Your goal: Transcribe each of the entries below verbatim, leaving the pictures out of your answer.
○ ○ ○ ○ ○
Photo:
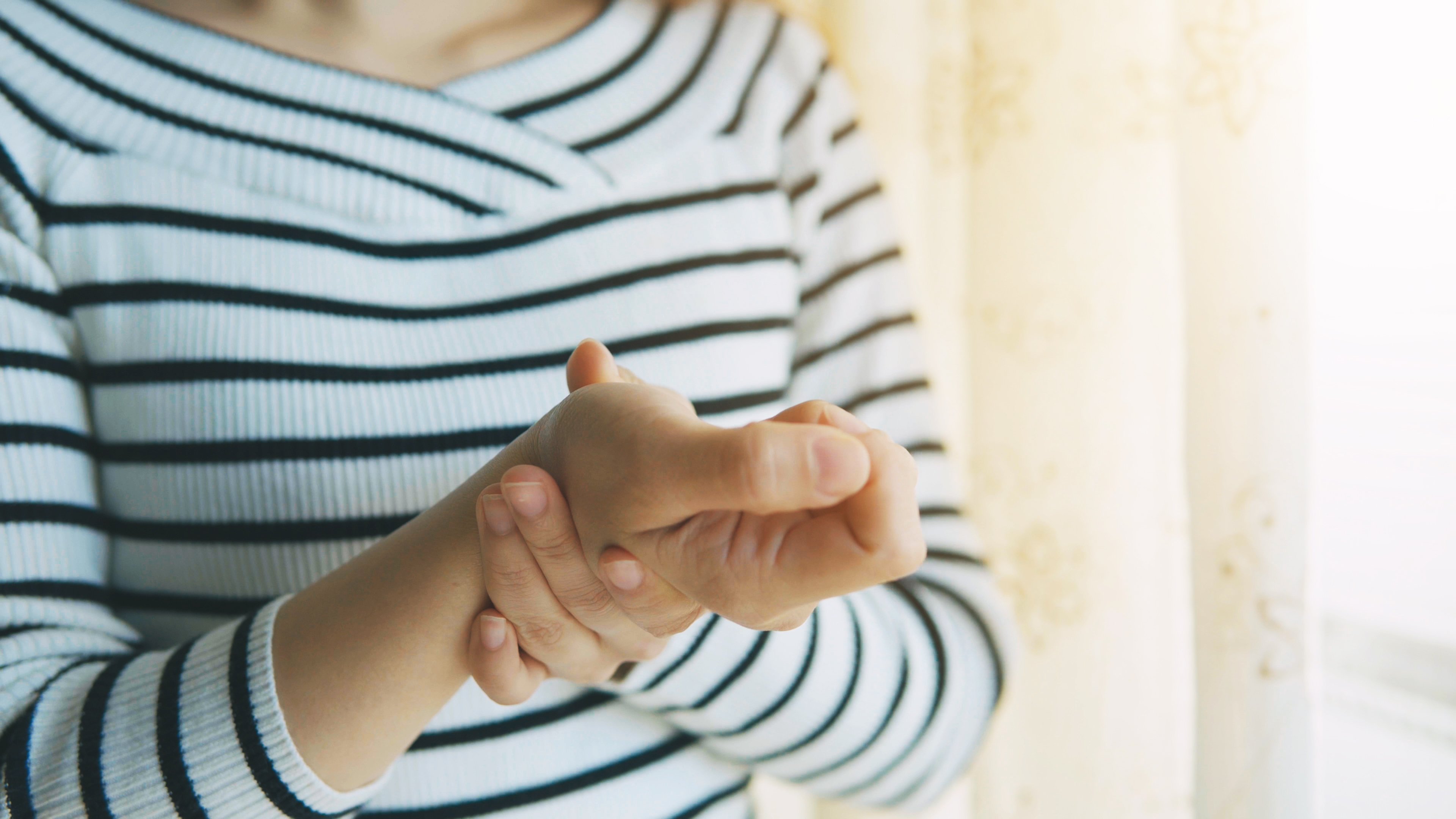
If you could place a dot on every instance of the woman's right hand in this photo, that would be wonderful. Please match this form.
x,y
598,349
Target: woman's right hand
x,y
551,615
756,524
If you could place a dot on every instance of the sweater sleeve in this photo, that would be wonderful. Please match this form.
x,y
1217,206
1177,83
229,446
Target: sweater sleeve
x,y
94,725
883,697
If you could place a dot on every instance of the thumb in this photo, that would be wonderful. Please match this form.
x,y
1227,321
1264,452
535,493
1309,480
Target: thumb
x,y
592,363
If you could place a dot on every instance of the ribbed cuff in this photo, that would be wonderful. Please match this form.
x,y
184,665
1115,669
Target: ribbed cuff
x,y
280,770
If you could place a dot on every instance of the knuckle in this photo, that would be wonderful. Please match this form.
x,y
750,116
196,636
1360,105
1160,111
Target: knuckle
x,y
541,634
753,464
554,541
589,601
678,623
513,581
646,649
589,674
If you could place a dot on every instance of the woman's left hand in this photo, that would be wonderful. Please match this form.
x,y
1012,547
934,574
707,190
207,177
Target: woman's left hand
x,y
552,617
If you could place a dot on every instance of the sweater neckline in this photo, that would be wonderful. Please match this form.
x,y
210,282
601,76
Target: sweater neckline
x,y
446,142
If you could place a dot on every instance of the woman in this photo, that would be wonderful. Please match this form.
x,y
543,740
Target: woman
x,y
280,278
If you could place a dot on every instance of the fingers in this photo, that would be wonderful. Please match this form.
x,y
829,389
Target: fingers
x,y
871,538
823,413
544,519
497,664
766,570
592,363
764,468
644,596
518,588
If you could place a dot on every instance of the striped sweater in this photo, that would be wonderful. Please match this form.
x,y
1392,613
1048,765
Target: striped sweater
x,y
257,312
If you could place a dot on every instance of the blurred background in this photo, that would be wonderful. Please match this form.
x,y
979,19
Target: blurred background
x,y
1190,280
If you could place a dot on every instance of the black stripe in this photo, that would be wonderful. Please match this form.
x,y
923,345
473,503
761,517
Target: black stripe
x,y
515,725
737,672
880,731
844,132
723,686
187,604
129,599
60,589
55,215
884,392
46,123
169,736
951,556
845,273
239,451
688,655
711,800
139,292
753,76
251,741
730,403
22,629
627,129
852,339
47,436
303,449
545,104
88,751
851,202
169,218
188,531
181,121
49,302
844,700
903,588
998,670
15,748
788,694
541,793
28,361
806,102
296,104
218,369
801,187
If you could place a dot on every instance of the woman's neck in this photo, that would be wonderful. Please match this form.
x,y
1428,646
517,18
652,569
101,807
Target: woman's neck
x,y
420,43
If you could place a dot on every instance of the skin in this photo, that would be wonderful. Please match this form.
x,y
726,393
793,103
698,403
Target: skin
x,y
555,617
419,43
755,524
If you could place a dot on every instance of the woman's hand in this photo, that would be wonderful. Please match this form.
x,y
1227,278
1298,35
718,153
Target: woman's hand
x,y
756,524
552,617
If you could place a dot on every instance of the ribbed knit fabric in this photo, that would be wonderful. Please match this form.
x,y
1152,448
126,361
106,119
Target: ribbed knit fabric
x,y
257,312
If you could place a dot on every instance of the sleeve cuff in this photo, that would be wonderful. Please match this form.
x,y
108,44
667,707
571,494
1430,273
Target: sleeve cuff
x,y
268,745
○ ○ ○ ○ ○
Task solution:
Photo:
If you could place a dot on every instance of the woman's right hand in this photo, that would be wonderful. Please match this form.
x,y
598,349
Target: woman's right hand
x,y
551,615
756,524
If you could place a dot on every instance of the sweater sleeve in this photo, that would be wonderful. Please match this form.
x,y
1217,206
1177,83
229,446
Target: sweater sleeve
x,y
94,725
883,697
If you could place a dot on every instance of the thumb in this photo, that would be wonderful. Please match this form.
x,y
1227,321
1264,452
535,493
1309,480
Target: thumb
x,y
592,363
If you could place a dot on every instance of the ribbed cuff in this photo, that would be wonderful. Please match this form.
x,y
184,665
1115,669
Target: ribbed cuff
x,y
280,770
If you could place a dot on every instance of the knuckle in this photo, that would be wonderful. Please match this form.
x,y
750,116
196,636
1360,105
1160,111
Target: knuckle
x,y
541,634
753,464
554,541
589,601
678,623
513,581
646,649
589,674
If you could place a dot on every instance of the woman's left hand in this photo, that would be wonderful. Please match this form.
x,y
1012,547
934,574
707,190
207,177
Target: woman's left hand
x,y
552,617
If you could place a dot on every instance of the sweater neckline in this photo, that would be wonderful. Please match this form.
x,y
210,282
601,76
Target: sweater neckline
x,y
446,142
If you could place a dot on every instance of the woman in this photo, that would be wonderful. Please match this form.
x,y
543,740
Target: woman
x,y
280,278
If you could place a dot on every instance of the fingers in this photo, that would be wonderful. Please match this form.
x,y
829,389
Target: fingers
x,y
871,538
823,413
544,519
497,664
766,570
592,363
764,468
644,596
518,588
If you could place a dot on every instance of the striped sweater in this photo, that would be wonderful. Please match this form.
x,y
1392,613
1048,765
Target: striped sweater
x,y
257,312
If you could place a dot on every instance of the blurred background in this photo, that would be wonderful. Please match this form.
x,y
979,19
Target: blurred background
x,y
1190,280
If you could place a dot on every instance of the black stripe in this photo, that would be wonderful. Please match this form.
x,y
923,345
473,503
761,517
Target: black stripe
x,y
515,725
737,672
880,731
844,132
723,686
187,604
129,599
60,589
55,215
884,392
46,123
169,736
951,556
845,273
239,451
688,655
711,800
139,292
753,76
251,741
730,403
22,629
627,129
852,339
47,436
303,449
545,104
88,751
851,202
169,218
188,531
181,121
49,302
844,700
903,588
998,670
15,748
788,694
541,793
28,361
806,102
296,104
218,369
801,187
If you could place a dot on every instance of the woman's neck in this photo, that would be wonderful. Please match this form.
x,y
1428,646
517,18
652,569
101,807
Target: woman's neck
x,y
420,43
If you could place a dot on every instance of the skin in this photo, that would be wonderful. Please match this form.
x,y
726,393
793,103
698,403
Target: skin
x,y
555,617
419,43
755,524
If you could place a dot on every instance of the woman's hand in this photo, that would be wonderful. Please match this form.
x,y
1227,278
1298,35
718,153
Target: woman's hand
x,y
756,524
552,617
If you could place a dot on every instance of the ribbed knit fabric in this photo, that would be wonderful. Please match this form.
x,y
1152,448
126,361
106,119
Target: ribbed knit fabric
x,y
257,312
If you could place a dot on every instance of the sleeve cuff in this photo, that would be wonderful. Please match this form.
x,y
108,44
667,707
571,494
1430,273
Target: sleeve cuff
x,y
268,745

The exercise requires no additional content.